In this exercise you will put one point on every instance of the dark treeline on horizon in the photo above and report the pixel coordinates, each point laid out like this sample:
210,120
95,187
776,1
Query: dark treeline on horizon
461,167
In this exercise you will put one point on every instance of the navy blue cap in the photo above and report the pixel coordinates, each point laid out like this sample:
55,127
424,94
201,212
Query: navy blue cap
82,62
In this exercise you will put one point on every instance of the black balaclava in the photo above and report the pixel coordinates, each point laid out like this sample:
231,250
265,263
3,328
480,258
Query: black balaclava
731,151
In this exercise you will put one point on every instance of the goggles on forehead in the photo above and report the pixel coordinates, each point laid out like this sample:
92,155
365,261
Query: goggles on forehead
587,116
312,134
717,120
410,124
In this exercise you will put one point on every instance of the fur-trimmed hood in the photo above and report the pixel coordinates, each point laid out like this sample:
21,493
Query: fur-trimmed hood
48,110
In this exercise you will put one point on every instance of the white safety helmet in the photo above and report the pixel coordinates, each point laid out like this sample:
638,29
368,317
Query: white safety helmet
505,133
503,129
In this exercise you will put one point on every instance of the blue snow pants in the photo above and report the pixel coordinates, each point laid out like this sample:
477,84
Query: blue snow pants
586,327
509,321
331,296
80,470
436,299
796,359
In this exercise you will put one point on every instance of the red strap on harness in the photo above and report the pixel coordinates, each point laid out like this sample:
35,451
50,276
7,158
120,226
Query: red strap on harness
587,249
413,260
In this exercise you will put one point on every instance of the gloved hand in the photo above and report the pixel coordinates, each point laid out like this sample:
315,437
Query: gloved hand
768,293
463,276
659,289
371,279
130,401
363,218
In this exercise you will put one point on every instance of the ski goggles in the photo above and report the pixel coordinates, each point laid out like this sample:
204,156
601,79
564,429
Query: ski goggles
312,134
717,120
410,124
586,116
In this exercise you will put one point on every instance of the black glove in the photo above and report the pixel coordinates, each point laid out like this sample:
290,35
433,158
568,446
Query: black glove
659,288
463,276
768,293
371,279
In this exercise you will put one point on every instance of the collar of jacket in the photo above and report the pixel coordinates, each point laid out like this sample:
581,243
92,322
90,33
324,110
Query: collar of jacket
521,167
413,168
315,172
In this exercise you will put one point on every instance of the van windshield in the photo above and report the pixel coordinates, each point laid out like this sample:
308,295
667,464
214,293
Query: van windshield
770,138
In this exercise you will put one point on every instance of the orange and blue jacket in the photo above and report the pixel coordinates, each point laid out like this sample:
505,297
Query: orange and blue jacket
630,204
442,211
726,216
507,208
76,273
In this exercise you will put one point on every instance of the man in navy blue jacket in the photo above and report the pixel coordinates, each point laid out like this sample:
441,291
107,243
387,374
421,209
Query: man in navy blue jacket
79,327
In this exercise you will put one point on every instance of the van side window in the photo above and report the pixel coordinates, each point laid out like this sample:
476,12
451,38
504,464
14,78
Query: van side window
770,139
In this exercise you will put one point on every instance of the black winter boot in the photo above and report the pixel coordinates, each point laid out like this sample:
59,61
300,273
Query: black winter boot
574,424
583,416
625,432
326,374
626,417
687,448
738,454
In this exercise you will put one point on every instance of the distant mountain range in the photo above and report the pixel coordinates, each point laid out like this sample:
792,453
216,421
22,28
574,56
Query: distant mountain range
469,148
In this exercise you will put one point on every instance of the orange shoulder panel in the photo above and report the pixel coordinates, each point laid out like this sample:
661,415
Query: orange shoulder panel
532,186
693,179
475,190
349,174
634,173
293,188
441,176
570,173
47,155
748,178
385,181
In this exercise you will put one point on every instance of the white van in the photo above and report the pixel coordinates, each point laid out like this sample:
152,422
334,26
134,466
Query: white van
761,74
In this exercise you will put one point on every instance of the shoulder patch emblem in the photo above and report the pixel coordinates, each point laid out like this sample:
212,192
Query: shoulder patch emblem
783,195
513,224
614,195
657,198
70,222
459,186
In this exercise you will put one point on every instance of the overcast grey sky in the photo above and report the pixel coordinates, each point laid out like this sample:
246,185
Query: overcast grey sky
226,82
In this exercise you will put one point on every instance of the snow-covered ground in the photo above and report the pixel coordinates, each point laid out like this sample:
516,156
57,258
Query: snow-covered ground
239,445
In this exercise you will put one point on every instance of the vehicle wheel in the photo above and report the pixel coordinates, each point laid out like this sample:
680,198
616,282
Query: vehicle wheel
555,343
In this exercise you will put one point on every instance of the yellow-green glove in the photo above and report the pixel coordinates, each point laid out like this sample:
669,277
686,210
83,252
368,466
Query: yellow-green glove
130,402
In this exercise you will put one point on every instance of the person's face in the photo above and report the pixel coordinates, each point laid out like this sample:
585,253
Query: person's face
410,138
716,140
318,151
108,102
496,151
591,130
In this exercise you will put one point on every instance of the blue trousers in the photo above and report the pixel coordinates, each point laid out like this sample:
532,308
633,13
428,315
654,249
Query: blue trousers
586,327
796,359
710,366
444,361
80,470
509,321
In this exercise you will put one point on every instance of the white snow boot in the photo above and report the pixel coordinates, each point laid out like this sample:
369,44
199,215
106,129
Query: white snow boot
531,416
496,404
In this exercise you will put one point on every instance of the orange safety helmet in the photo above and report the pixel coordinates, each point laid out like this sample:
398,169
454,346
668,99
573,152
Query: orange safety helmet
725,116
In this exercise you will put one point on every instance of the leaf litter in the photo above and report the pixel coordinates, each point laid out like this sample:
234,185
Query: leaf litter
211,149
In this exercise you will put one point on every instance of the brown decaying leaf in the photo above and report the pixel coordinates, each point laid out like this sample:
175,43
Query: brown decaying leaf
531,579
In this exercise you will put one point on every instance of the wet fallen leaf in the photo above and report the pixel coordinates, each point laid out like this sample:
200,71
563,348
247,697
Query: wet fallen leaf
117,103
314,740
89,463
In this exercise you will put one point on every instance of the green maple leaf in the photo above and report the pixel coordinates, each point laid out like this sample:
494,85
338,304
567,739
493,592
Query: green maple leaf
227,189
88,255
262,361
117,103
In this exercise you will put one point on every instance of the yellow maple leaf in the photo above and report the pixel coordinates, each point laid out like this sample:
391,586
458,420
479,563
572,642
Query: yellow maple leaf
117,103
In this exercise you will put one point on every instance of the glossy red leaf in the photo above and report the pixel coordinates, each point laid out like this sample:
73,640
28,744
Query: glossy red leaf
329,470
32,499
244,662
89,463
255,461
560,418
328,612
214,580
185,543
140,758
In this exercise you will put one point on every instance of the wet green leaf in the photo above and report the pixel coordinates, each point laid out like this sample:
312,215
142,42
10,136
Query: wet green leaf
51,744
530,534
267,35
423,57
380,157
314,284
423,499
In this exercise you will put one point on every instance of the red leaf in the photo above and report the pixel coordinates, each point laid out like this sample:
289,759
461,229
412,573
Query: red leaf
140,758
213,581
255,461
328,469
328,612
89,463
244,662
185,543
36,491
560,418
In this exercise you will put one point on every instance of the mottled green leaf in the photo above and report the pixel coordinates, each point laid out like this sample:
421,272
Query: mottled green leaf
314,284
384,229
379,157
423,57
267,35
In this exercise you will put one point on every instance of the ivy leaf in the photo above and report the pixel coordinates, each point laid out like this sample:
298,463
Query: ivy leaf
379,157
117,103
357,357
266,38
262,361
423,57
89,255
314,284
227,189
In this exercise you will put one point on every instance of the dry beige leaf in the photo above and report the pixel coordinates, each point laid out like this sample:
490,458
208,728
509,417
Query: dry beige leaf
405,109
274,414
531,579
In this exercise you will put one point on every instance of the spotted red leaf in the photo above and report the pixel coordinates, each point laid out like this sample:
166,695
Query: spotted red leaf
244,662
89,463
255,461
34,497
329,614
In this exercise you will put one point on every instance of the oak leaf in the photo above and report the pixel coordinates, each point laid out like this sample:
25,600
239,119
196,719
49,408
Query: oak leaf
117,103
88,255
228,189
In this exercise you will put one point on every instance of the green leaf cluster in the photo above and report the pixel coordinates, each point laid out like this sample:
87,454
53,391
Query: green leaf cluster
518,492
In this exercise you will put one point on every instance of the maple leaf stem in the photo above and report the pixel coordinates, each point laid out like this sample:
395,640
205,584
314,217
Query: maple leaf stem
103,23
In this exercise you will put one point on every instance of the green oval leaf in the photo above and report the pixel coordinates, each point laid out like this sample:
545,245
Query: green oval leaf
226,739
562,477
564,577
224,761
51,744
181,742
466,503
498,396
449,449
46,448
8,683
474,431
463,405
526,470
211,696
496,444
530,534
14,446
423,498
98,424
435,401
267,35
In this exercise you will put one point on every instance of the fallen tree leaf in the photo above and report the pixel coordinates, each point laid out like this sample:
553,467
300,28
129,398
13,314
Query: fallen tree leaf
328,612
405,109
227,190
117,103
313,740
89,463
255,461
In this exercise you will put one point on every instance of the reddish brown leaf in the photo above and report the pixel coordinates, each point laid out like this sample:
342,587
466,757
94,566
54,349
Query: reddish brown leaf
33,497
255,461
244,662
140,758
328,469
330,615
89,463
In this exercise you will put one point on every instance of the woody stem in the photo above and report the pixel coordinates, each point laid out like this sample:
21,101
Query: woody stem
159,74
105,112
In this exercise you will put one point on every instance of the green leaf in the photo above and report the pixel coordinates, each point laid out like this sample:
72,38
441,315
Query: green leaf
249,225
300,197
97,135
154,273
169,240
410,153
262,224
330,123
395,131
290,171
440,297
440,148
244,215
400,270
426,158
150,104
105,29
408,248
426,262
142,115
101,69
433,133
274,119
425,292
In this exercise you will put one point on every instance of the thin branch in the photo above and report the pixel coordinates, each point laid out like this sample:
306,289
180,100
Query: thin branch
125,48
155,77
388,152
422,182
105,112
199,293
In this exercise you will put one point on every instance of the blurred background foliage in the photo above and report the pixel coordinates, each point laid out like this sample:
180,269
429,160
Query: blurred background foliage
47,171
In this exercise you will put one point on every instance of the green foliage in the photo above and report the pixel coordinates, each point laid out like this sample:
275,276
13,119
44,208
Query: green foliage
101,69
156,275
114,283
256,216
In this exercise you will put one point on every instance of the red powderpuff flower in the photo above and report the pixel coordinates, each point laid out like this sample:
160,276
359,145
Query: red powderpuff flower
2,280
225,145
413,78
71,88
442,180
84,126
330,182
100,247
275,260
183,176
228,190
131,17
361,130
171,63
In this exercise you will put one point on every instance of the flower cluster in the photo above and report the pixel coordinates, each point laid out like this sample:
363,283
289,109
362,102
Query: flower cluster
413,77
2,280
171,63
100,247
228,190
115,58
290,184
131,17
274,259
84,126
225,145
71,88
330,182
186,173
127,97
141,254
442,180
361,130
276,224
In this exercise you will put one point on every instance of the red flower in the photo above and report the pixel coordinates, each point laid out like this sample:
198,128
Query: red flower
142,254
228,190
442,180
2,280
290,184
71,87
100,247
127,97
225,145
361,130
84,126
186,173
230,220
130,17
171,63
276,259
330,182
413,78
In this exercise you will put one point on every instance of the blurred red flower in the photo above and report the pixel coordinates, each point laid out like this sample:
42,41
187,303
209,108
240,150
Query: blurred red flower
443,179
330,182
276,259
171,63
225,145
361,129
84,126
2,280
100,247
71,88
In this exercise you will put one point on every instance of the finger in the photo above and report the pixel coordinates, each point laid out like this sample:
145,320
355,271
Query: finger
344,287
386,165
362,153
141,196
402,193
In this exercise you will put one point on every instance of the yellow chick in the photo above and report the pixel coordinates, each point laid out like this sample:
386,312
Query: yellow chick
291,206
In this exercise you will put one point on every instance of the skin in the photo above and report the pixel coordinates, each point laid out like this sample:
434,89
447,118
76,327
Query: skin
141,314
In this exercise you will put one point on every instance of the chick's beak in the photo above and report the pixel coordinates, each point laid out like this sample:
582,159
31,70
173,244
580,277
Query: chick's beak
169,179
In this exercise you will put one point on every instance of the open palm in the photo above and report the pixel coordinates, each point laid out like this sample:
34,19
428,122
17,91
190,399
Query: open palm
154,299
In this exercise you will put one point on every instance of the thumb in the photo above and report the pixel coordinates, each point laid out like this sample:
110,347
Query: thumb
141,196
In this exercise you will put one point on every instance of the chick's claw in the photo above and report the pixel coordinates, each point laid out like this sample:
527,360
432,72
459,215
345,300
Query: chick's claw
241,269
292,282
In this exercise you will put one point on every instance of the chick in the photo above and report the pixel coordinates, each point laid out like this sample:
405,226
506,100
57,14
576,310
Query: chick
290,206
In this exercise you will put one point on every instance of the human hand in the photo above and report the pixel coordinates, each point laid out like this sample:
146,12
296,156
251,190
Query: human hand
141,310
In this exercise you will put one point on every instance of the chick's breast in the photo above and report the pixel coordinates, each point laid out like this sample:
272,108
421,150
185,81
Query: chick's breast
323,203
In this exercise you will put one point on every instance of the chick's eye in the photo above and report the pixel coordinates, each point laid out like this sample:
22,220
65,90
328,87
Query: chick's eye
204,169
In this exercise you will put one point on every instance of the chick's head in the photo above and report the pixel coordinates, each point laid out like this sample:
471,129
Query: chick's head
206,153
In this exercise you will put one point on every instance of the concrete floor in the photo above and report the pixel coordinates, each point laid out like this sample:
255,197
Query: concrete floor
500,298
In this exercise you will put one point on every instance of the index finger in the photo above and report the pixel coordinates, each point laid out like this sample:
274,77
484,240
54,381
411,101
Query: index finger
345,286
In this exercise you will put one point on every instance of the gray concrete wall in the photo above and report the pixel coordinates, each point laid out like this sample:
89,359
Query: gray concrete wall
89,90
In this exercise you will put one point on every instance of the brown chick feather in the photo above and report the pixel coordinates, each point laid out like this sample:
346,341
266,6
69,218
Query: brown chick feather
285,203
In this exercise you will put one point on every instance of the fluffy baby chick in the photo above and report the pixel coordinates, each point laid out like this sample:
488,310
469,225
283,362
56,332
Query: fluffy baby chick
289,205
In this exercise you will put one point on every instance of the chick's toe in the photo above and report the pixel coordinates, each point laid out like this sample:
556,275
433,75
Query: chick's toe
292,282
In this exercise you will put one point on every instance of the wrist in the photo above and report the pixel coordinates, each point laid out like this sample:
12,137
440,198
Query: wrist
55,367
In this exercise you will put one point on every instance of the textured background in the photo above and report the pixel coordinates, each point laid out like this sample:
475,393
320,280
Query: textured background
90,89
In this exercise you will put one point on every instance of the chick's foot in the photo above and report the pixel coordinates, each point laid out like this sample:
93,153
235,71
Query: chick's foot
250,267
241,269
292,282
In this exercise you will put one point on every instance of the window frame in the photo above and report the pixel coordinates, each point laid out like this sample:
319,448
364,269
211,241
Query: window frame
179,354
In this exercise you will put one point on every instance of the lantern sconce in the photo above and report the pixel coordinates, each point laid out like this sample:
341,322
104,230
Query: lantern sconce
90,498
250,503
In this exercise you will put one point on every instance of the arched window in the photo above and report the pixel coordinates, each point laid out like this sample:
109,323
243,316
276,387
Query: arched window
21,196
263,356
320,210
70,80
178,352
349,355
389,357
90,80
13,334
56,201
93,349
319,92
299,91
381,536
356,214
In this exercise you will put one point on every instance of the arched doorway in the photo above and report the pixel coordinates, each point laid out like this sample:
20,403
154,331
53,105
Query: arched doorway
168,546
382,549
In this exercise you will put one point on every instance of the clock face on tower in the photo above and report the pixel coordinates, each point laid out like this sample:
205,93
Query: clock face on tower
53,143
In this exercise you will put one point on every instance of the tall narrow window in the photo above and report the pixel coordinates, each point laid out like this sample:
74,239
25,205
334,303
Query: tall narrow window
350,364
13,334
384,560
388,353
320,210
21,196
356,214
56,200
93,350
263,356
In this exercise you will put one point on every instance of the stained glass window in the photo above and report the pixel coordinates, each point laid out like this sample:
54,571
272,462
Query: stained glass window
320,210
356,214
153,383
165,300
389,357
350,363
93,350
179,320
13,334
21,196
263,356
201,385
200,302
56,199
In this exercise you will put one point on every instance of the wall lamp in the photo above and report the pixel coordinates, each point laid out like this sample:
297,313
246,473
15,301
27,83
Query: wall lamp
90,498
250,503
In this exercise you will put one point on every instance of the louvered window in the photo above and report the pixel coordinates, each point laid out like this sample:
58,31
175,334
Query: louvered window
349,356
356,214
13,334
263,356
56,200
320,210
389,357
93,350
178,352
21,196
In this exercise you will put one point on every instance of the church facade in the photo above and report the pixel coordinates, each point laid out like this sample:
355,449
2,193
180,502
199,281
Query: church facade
────────
In the listing above, find the line with "of the clock" and set down that line and all after it exactly, through the final line.

In this exercise you will put one point on every instance of the clock face on tower in the photo above and report the pixel coordinates, each point laid out like this sample:
205,93
Query: clock face on tower
53,143
In this exercise you will put one point on every instance of the tall narrow window in the photo above and report the pixel coordinates, each point laid out like this sample:
74,239
25,205
334,303
Query: tall narrow window
350,364
13,334
384,560
388,353
320,210
21,196
356,214
56,200
93,350
263,356
In this exercise you will put one point on every instance of the stained glass window in the photo above and report the pixel coordinates, each point laid out like this sample:
54,571
272,462
Query: stained glass window
320,210
356,214
153,383
165,300
389,357
350,363
93,350
179,320
13,334
21,196
263,356
201,385
200,302
56,199
In this exercise you will put one point on every instance of the wall lamp in the photo above and report the pixel coordinates, each point laid out like this sample:
297,313
246,473
15,301
27,83
Query: wall lamp
90,498
250,503
In this exercise you will put one point on every instance of the louvered window in the photo above and report the pixel coordinates, each point laid out like this sample:
58,31
175,334
Query: louvered window
349,356
356,214
13,334
263,356
56,200
320,210
389,357
93,350
178,352
21,196
In this exercise you will put one point on every instance of the church facade in the photo above and report the pixel coordinates, each point laid out like this sample:
355,449
2,193
180,502
199,281
Query: church facade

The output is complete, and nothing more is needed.